• Work to complete:
Pull out every line below that contains the string "between", copying each such line in full. Case counts.

• Given records:
====================
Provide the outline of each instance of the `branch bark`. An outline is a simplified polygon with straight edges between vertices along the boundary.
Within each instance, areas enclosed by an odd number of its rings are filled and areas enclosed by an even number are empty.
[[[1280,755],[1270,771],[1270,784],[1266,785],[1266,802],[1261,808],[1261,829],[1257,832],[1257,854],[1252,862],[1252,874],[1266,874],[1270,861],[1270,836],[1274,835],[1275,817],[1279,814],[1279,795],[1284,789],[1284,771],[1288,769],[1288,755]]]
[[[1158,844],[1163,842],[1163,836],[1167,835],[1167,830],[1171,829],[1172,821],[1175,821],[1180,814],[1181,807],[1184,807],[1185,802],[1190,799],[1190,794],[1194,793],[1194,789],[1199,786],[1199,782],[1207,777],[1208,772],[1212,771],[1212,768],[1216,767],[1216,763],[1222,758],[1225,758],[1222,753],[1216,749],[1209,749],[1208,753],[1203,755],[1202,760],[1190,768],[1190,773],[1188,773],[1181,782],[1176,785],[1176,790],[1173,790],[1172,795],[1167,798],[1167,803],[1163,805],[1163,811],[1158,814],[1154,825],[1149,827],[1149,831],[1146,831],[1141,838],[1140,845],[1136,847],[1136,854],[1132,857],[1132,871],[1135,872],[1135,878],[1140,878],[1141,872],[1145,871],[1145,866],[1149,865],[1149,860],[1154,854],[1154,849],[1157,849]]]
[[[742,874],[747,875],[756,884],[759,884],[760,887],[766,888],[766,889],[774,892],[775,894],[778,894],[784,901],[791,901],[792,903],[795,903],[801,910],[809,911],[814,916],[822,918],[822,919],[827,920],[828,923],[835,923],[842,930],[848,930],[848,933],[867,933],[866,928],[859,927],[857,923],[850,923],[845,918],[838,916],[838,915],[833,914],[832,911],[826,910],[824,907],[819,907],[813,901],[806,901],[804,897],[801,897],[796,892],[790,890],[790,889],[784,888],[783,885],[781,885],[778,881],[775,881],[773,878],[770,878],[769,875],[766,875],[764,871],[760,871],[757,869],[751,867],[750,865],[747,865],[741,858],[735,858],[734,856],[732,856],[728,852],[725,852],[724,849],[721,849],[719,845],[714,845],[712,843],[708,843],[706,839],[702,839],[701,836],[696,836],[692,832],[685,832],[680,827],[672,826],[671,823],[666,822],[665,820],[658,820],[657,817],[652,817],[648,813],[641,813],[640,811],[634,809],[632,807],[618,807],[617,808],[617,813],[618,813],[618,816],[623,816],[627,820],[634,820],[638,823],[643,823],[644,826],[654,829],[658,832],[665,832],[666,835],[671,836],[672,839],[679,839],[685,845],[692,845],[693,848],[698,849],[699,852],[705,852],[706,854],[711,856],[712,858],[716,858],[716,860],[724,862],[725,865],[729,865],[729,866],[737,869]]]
====================
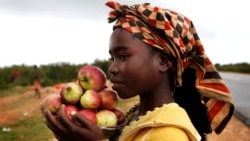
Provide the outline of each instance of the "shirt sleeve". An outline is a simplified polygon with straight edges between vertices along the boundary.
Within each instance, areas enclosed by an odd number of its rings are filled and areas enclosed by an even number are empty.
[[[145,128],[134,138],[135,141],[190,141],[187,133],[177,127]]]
====================
• Solution:
Provide the outline of each instance of the `branch bark`. An outline is a simplified polygon with straight edges between vertices along the boundary.
Provide the outline of each instance of the "shirt sleeve". An outline is a simplified polygon with straight edges between vertices along the boundary.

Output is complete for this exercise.